-- Trecho para análise --

**********

Na esteira de medidas sociais e econômicas, foi lançada em Burkina Faso a associação Iniciativa Africana, reunindo setores da sociedade civil e profissionais russos na organização de cursos de capacitação e ações comunitárias. Exemplo destas ações, em março de 2024, dezenas de burkinenses estiveram na formação em primeiros socorros ministrada pelo médico infectologista russo Dmitrii Dolbnya, na escola secundária Bambata.
Ainda em relação à saúde, uma equipe russa visitou o Laboratório Nacional de Referência para Febres Hemorrágicas Virais em novembro de 2023, localizado no Centro Muraz, na cidade de Bobo-Dioulasso. Buscando apoiar o combate à dengue no país, a delegação estrangeira montou um laboratório móvel para realizar testes e auxiliar os funcionários.
Nessa série de aproximações, um dos grandes pilares desenvolvidos por Burkina Faso foi o fortalecimento dos laços militares com a Federação Russa. Em setembro de 2023, Yunus-Bek Yevkurov, representante do Ministério da Defesa russo, visitou a capital burkinabé, Ouagadougou, para discutir uma série de questões.

**********

-- Registros fornecidos --
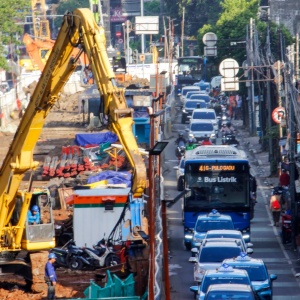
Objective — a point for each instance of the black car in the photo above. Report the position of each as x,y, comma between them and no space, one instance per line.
188,108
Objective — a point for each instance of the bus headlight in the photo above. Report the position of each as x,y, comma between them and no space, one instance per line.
188,236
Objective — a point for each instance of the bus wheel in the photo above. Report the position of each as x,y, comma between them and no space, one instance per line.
180,184
188,246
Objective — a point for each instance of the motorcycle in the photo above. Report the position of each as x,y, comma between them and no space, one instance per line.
102,255
68,256
180,149
229,139
78,258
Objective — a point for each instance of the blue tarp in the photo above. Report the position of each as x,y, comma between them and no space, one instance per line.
83,139
113,177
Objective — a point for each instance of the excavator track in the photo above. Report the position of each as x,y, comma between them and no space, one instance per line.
38,262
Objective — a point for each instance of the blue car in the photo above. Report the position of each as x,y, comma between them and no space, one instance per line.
212,221
225,274
229,291
261,280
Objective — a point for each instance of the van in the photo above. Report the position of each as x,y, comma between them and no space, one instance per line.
205,114
186,89
199,96
189,107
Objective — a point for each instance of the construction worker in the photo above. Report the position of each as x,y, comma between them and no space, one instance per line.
50,276
33,215
206,141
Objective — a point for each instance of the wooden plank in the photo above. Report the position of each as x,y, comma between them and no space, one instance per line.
63,194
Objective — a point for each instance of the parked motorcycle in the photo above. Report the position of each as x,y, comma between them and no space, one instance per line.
68,256
78,258
229,139
180,149
102,255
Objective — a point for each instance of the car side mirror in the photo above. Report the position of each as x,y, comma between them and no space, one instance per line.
273,277
249,250
193,259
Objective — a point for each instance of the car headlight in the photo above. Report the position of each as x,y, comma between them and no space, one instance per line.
188,236
197,239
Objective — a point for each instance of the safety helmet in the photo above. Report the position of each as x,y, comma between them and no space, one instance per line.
35,208
52,255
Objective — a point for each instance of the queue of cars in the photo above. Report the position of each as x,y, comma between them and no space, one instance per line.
196,111
222,265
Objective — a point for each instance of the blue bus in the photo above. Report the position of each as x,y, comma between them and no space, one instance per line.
216,177
193,69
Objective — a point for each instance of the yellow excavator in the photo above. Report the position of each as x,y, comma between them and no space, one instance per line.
78,30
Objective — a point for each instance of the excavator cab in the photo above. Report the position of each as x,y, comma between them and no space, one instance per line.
35,236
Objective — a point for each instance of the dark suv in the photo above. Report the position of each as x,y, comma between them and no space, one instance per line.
188,108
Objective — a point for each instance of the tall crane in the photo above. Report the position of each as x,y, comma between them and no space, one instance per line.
41,28
78,30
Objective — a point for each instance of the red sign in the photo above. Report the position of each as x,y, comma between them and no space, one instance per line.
278,114
116,15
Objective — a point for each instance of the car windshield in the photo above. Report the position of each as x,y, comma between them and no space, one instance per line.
184,92
202,127
218,254
204,115
182,164
193,104
223,279
189,94
205,225
229,295
256,273
222,235
200,97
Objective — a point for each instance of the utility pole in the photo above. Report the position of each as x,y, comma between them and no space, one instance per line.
182,32
250,76
253,123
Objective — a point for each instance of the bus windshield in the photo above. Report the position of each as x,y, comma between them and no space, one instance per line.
216,188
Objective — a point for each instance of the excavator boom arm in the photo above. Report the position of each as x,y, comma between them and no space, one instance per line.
78,30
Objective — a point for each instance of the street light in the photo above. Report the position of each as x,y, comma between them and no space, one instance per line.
158,148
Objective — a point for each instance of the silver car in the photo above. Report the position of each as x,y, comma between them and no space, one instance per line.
201,129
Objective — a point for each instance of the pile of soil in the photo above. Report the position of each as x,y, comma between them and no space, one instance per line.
62,123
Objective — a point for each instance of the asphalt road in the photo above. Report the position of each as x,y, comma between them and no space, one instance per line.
281,259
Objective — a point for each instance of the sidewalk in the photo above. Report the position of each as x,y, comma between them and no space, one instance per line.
258,159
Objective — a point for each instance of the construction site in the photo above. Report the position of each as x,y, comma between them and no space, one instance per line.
81,157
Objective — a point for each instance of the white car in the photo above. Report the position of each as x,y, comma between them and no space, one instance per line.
202,128
187,89
180,175
222,233
207,114
211,254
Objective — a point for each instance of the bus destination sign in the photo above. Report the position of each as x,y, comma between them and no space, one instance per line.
207,168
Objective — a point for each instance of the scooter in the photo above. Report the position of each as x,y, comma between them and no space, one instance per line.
229,139
180,149
68,256
100,256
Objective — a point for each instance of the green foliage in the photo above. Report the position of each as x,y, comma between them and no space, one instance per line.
69,6
11,14
152,8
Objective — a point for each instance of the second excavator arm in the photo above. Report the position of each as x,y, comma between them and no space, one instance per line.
78,30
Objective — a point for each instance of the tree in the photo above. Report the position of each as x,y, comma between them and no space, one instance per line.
12,14
69,5
231,30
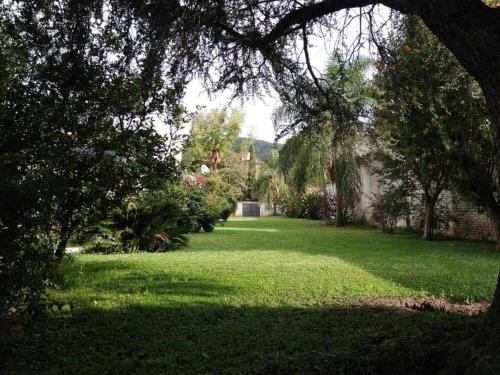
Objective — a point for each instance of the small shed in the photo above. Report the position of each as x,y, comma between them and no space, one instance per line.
252,208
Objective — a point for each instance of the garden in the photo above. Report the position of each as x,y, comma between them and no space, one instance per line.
147,229
262,295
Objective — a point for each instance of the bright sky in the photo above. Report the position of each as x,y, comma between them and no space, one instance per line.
258,111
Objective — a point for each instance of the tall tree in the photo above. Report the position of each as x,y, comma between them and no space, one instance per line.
212,134
311,158
415,86
270,185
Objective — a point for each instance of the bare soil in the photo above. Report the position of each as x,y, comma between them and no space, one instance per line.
429,304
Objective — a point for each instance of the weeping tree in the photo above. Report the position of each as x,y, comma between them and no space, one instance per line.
245,45
212,134
325,149
309,158
270,185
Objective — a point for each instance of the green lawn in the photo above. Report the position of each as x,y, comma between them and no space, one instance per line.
268,295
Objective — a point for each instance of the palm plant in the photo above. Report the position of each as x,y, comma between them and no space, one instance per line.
270,185
147,227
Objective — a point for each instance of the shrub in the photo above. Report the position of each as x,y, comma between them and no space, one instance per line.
101,245
442,215
24,273
388,207
151,222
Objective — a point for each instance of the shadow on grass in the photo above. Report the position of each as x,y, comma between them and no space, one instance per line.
203,338
459,269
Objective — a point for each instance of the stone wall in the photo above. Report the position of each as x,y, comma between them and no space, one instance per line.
470,222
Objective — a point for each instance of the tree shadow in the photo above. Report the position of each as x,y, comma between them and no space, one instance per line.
218,339
124,277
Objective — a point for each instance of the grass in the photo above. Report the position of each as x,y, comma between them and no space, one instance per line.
268,295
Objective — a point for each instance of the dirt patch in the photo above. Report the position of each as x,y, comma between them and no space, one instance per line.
429,304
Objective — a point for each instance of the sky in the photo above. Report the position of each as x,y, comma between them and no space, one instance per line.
258,110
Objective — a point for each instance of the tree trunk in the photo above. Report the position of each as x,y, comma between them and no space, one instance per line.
408,221
429,218
494,214
339,220
61,247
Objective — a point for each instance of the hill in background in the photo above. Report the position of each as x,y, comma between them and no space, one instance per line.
262,148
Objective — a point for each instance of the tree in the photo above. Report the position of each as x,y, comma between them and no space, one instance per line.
212,135
310,158
247,45
76,131
415,89
330,151
270,184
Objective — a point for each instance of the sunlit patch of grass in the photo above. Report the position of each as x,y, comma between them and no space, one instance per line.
256,295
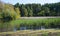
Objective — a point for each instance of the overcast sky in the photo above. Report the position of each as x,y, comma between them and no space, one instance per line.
30,1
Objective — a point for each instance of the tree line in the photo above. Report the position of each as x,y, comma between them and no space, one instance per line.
33,10
9,11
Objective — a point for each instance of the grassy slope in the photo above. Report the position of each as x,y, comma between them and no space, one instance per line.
31,33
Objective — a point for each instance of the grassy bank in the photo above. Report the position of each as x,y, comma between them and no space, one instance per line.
32,33
47,22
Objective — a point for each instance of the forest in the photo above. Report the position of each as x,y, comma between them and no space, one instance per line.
28,10
36,10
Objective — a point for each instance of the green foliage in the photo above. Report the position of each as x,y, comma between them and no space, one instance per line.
48,23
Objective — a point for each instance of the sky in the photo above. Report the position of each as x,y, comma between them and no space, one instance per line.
30,1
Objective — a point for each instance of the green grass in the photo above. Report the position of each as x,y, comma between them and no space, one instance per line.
47,22
38,22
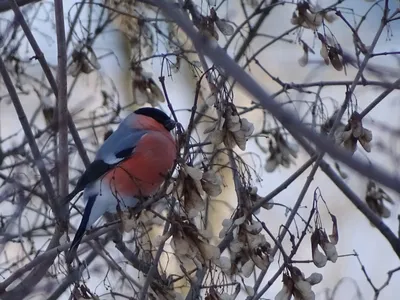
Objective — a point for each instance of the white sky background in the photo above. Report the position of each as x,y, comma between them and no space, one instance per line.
281,60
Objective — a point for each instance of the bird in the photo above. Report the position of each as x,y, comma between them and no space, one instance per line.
131,164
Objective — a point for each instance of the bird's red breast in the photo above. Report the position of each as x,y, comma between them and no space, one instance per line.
147,168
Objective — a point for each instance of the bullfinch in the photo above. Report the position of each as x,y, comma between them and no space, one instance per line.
131,164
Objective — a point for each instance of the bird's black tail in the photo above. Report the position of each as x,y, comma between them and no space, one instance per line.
81,231
70,196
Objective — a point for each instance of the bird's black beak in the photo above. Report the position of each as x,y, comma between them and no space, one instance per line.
170,124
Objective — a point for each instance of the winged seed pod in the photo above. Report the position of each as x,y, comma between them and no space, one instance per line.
248,248
211,183
145,90
189,244
319,238
376,199
295,284
254,197
190,190
354,132
281,153
230,129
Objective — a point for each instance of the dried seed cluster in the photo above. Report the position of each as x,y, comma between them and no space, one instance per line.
230,129
295,284
281,153
248,248
145,90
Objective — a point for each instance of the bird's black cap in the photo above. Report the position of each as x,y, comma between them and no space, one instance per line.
157,115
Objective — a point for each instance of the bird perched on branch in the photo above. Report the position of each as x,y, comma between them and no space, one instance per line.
132,163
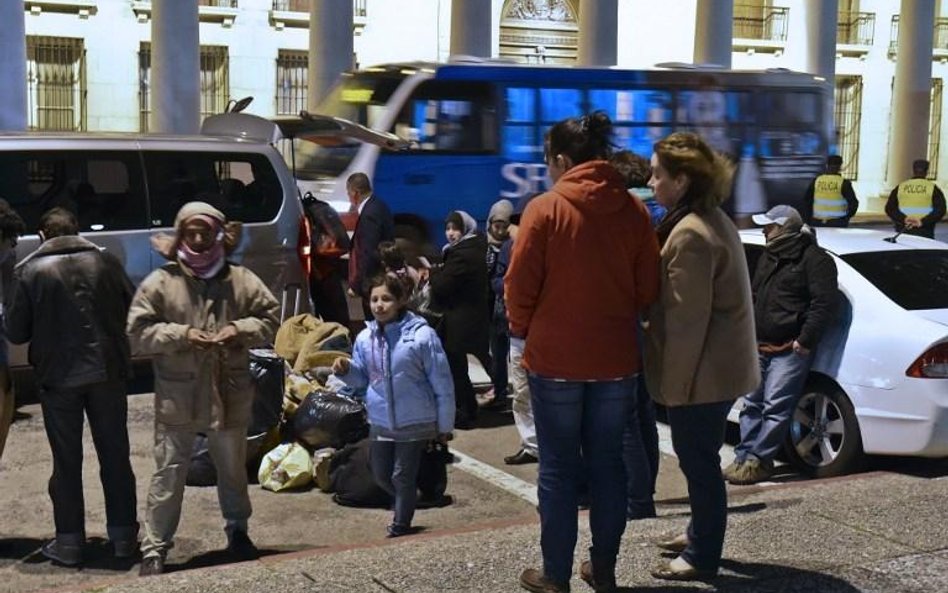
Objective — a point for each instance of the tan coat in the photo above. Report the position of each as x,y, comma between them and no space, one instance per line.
201,389
700,343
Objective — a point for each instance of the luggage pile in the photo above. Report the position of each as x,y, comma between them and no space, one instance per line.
309,427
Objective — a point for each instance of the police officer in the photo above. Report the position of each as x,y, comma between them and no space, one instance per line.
916,204
830,199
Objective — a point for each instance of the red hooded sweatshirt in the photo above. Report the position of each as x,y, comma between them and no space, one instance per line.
585,264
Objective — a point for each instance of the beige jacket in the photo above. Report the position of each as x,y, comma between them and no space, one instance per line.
700,343
201,389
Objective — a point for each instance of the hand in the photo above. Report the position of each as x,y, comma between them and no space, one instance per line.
340,366
226,335
200,339
800,349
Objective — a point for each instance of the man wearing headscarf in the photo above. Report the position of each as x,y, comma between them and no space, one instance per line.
459,289
197,317
795,299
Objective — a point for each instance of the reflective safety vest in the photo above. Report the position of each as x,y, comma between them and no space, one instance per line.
828,200
915,197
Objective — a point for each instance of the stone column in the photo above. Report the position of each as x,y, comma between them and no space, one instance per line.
911,103
714,32
330,46
175,68
471,28
821,21
598,32
12,67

**********

-- Exercício 1 --
Responda, com base no texto sobre Burkina Faso e a Rússia:
(a) Quem ministrou a formação em primeiros socorros em março de 2024?
(b) Em que cidade fica o Centro Muraz?
(c) Quem visitou Ouagadougou em setembro de 2023?
-- Exercício 2 --
Resuma em duas frases o texto sobre Burkina Faso e a Rússia.
-- Exercício 3 --
Continue o texto sobre Burkina Faso e a Rússia a partir do ponto em que ele termina.

-- Resposta 1 --
(a) O médico infectologista russo Dmitrii Dolbnya.
(b) Em Bobo-Dioulasso.
(c) Yunus-Bek Yevkurov, representante do Ministério da Defesa russo.

-- Resposta 2 --
Em Burkina Faso, a associação Iniciativa Africana reúne setores da sociedade civil e profissionais russos em cursos de capacitação e ações comunitárias. Uma equipe russa montou um laboratório móvel no Centro Muraz para apoiar o combate à dengue, e o país fortaleceu os laços militares com a Rússia, cujo representante do Ministério da Defesa visitou Ouagadougou em setembro de 2023.

-- Resposta 3 --
Em novembro, reforçando acordos de defesa já firmados, Sergei Shoigu, Ministro da Defesa russo e Kassoum Coulibaly, Ministro da Defesa burkinabé, reuniram-se e discutiram o treinamento de pilotos na Rússia, bem como caminhos a serem trilhados, especialmente após a retirada de cerca de 400 soldados franceses de Burkina Faso.
Em janeiro de 2024, 100 soldados russos foram enviados para Burkina Faso com o objetivo de fornecer a segurança de Traoré e seu governo, além de formar os militares burkinabés. O contingente faz parte da Legião Africana, força militar russa que tem como fim substituir o Grupo Wagner. Ligada ao Kremlin, a força agrega os mercenários do grupo privado de Yevgeny Prigozhin, falecido em 2023, meses após iniciar um conflito aberto com o governo de Vladmir Putin e o general Sergei Shoigu. Escapando de questões jurídicas e burocráticas internacionais enfrentadas pelo Grupo Wagner, a Legião Africana tem a anunciada pretensão de atuar em Burkina Faso, Líbia, Mali, República Centro Africana e Níger, estando atrelado e respondendo diretamente à Moscou.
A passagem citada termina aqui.